▶ [Task goal]
Rewrite the entries from their first line through the line containing "box: [0, 0, 2207, 622]", changing "loose" to "generous" and leaving everything else in those lines untouched.

══════

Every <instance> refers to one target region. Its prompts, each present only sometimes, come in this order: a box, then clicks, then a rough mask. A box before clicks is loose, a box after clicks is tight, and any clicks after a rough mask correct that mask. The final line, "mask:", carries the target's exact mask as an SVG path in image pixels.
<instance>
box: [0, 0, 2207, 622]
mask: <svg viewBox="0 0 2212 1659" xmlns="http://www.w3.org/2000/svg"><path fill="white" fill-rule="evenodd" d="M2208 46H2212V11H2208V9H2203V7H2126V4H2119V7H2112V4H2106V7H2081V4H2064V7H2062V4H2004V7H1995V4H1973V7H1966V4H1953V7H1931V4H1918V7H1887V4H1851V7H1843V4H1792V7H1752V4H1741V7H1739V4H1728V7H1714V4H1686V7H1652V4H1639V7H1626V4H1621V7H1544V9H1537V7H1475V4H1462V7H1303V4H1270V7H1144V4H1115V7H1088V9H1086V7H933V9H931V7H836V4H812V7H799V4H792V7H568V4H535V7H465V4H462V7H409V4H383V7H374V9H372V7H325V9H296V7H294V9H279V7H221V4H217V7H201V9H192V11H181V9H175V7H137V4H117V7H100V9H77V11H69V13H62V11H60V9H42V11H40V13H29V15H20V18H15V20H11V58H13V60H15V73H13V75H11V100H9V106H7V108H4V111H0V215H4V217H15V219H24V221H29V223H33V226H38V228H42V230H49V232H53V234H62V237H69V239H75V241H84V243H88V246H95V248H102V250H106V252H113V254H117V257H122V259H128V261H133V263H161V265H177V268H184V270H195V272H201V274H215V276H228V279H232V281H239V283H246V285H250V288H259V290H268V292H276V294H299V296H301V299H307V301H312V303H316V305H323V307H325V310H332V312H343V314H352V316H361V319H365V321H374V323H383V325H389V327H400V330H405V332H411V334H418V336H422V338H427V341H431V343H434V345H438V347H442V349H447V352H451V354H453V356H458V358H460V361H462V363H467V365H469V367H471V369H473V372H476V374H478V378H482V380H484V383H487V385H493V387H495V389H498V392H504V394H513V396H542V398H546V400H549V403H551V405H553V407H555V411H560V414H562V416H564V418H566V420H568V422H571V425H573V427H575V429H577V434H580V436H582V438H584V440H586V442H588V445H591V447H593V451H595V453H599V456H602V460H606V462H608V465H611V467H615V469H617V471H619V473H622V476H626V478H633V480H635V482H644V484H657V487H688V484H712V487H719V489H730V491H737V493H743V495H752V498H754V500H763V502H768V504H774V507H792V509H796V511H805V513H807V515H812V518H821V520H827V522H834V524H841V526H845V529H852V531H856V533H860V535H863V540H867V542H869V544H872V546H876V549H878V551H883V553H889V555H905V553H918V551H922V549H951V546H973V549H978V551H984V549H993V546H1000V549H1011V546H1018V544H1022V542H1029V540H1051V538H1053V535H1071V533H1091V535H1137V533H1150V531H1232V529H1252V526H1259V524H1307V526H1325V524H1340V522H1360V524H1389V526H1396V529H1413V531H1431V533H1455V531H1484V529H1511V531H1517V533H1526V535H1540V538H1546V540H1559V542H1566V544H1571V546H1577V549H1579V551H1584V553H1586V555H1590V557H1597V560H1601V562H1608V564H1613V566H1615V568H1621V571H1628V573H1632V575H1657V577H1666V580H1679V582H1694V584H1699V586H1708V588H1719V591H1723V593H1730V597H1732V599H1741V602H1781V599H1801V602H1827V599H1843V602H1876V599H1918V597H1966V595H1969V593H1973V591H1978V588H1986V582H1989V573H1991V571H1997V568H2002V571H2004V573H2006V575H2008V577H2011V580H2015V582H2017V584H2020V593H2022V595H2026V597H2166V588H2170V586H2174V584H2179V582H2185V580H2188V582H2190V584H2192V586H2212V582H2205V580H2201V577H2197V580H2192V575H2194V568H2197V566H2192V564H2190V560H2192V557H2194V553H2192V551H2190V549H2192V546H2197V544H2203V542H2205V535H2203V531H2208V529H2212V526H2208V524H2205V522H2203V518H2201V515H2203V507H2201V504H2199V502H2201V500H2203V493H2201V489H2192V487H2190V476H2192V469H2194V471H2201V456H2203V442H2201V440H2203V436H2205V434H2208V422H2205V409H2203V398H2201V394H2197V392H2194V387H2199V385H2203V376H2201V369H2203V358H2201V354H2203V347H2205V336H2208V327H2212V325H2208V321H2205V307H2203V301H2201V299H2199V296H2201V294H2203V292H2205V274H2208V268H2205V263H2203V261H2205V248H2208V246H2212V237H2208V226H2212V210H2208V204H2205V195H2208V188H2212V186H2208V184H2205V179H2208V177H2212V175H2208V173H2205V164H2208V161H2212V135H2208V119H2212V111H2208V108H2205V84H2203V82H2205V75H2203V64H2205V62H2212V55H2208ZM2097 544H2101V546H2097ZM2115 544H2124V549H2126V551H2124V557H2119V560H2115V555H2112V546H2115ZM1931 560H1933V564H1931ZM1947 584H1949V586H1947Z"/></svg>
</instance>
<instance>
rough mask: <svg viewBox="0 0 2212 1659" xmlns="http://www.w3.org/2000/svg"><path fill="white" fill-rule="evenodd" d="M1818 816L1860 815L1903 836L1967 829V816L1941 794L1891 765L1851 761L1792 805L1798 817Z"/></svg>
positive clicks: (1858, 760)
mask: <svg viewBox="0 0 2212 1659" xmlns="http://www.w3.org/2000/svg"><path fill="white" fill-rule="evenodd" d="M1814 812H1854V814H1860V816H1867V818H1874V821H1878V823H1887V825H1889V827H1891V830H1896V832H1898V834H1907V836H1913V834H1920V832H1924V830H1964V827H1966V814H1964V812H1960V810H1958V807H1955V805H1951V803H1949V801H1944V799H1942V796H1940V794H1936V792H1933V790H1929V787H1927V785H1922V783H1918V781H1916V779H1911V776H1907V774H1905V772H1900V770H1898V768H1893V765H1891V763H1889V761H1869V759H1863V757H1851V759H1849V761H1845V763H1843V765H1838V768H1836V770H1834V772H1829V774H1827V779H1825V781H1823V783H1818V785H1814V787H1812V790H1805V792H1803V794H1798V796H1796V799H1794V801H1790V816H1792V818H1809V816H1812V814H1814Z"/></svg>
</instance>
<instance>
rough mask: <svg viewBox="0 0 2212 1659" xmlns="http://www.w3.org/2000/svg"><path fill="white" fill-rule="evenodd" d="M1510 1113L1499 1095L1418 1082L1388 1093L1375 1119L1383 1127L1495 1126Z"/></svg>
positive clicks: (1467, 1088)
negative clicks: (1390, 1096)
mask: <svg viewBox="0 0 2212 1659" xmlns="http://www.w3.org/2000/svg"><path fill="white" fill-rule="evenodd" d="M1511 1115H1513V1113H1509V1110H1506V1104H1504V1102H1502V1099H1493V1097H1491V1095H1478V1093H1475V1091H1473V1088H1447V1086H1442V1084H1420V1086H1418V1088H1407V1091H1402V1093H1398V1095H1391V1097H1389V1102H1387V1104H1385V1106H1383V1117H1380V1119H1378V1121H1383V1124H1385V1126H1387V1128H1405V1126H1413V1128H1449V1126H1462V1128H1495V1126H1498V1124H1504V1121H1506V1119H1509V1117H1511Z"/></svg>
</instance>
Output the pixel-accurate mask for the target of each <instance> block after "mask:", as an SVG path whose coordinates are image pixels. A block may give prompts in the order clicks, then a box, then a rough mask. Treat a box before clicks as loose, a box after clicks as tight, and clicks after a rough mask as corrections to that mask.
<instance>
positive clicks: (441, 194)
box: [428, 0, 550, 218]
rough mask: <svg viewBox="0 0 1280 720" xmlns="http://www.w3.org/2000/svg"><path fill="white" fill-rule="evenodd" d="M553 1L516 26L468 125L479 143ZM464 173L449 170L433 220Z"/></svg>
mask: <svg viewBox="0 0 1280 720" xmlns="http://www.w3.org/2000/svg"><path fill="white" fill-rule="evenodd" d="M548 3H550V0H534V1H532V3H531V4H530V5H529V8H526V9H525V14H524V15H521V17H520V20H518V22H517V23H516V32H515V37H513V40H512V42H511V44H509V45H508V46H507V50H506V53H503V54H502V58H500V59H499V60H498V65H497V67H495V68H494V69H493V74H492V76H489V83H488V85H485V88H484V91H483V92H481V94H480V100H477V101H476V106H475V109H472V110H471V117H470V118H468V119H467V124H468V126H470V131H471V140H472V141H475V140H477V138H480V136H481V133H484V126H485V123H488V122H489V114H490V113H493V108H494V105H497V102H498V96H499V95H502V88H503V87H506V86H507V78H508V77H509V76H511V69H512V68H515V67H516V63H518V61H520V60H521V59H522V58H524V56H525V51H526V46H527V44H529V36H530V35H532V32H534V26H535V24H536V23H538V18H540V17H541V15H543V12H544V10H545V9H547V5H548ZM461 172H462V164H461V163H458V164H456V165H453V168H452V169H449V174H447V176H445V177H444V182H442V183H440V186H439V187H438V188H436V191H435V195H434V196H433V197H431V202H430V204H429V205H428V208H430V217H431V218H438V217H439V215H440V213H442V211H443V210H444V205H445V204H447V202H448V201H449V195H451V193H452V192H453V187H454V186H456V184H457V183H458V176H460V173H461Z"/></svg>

══════

▶ [Completed exercise]
Every <instance> refers to one target region. Its prompts, each present only sometimes, come in this order: a box, then clicks, then a rough mask. A box before clicks is generous, a box after clicks is tight, and any clicks after a rough mask correct that mask. The final line, "mask:", carries the target's exact mask as an SVG path in image pixels.
<instance>
box: [0, 0, 2207, 622]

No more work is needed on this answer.